## [Data to examine]
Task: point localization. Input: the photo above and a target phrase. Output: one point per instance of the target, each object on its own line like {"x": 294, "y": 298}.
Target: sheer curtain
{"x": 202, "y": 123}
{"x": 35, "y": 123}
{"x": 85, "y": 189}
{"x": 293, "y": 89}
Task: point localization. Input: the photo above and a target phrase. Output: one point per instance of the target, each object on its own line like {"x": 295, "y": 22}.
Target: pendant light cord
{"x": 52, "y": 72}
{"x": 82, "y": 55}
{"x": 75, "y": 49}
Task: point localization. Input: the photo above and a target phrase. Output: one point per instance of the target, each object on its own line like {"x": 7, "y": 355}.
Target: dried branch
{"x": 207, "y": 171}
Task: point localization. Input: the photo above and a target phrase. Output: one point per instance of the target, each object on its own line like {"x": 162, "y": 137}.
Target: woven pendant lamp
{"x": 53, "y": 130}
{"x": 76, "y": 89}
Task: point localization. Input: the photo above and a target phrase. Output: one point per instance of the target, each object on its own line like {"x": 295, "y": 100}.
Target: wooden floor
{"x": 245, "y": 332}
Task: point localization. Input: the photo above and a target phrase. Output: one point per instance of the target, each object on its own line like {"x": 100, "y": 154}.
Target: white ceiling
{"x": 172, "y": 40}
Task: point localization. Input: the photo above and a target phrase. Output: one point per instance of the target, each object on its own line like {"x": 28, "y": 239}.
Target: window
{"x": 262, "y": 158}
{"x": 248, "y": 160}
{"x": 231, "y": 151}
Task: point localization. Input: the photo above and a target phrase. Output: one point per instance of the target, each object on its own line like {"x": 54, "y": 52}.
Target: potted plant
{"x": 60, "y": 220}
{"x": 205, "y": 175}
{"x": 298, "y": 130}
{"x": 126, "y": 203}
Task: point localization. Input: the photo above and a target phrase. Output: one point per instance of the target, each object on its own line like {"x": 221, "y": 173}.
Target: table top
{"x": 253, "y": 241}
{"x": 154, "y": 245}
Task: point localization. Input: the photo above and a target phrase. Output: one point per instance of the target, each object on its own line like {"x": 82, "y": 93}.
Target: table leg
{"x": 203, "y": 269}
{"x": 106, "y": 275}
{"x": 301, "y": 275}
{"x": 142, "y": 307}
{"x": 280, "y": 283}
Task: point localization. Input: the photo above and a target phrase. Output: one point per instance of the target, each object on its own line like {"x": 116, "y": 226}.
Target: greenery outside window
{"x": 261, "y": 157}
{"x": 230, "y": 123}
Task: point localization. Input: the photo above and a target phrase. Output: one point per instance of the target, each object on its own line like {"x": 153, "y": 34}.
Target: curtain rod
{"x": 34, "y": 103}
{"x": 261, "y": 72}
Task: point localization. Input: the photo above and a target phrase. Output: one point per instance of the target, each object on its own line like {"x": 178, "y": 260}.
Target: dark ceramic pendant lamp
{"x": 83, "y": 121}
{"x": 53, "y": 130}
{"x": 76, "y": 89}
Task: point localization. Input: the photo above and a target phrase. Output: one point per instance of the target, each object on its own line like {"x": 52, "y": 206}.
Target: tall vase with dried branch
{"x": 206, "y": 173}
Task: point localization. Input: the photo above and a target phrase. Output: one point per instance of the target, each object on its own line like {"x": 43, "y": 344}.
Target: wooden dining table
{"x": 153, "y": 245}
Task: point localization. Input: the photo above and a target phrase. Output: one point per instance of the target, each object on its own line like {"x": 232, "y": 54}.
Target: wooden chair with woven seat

## [To do]
In the answer, each entry from the listing must be transcribed exactly.

## [Solved exercise]
Task: point localization. Input: the photo above and a target phrase. Output: one point per instance of the target, each object on its own line like {"x": 294, "y": 298}.
Target: sheer curtain
{"x": 202, "y": 123}
{"x": 35, "y": 123}
{"x": 85, "y": 189}
{"x": 293, "y": 89}
Task: point localization. Input: the photo above and a target phrase. Output: one point per instance of the target, each object on its own line like {"x": 295, "y": 22}.
Target: pendant light cord
{"x": 52, "y": 72}
{"x": 82, "y": 55}
{"x": 75, "y": 49}
Task: point localization. Input: the photo above and a target phrase. Output: one point per instance of the target, each object on its own line like {"x": 7, "y": 355}.
Target: dried branch
{"x": 207, "y": 171}
Task: point localization. Input: the photo above and a target phrase. Output: one point per instance of the target, each object on its own line like {"x": 162, "y": 137}.
Target: woven pendant lamp
{"x": 53, "y": 130}
{"x": 76, "y": 89}
Task: point localization. Input: the photo above and a target phrase. Output: one point per instance of the target, each object on its own line like {"x": 295, "y": 100}.
Target: wooden floor
{"x": 245, "y": 332}
Task: point localization. Input: the photo above and a target phrase. Output: one point per instance of the target, each object on its own line like {"x": 100, "y": 154}.
Target: white ceiling
{"x": 172, "y": 40}
Task: point localization. Input: the photo above and a target phrase. Output: one point per instance of the target, each object on its own line like {"x": 28, "y": 239}.
Target: window
{"x": 262, "y": 158}
{"x": 248, "y": 160}
{"x": 231, "y": 151}
Task: point localization. Input: the photo above and a target phrase. Output: one point per instance of the target, each object on its own line like {"x": 54, "y": 52}.
Target: potted plant
{"x": 60, "y": 220}
{"x": 205, "y": 175}
{"x": 298, "y": 130}
{"x": 126, "y": 203}
Task: point localization. Input: the photo above and a target phrase. Output: one point per instance of the target, each object on its own line like {"x": 221, "y": 173}.
Target: table top
{"x": 253, "y": 241}
{"x": 154, "y": 245}
Task: point localization. Input: the photo above and a target phrase. Output: one point per instance of the target, each object on its own line like {"x": 82, "y": 93}.
Target: table leg
{"x": 203, "y": 269}
{"x": 106, "y": 275}
{"x": 301, "y": 275}
{"x": 142, "y": 307}
{"x": 280, "y": 283}
Task: point localization. Input: the photo above and a target phrase. Output: one point per instance of the target, each object on its own line like {"x": 116, "y": 226}.
Target: greenery outside window
{"x": 261, "y": 157}
{"x": 230, "y": 123}
Task: point localization. Input: the photo above and a target phrase. Output: one point per instance of the target, each object on its own line like {"x": 153, "y": 34}.
Target: curtain rod
{"x": 34, "y": 103}
{"x": 261, "y": 72}
Task: point localization. Input: the photo above and a target phrase. Output: one point per instance of the target, each object on its own line like {"x": 178, "y": 260}.
Target: dark ceramic pendant lamp
{"x": 83, "y": 121}
{"x": 53, "y": 130}
{"x": 76, "y": 89}
Task: point localization. Input: the photo above and a target phrase. Output: one point per instance of the target, each object on its own line like {"x": 52, "y": 206}.
Target: tall vase with dried branch
{"x": 206, "y": 173}
Task: point localization. Input: the photo above and a target phrase. Output: one point per instance of the target, each object on its own line like {"x": 43, "y": 344}.
Target: wooden dining table
{"x": 153, "y": 245}
Task: point localization. Input: the photo above and a target phrase. Output: one point per instance of the target, each object on its own line like {"x": 232, "y": 54}.
Target: wooden chair with woven seat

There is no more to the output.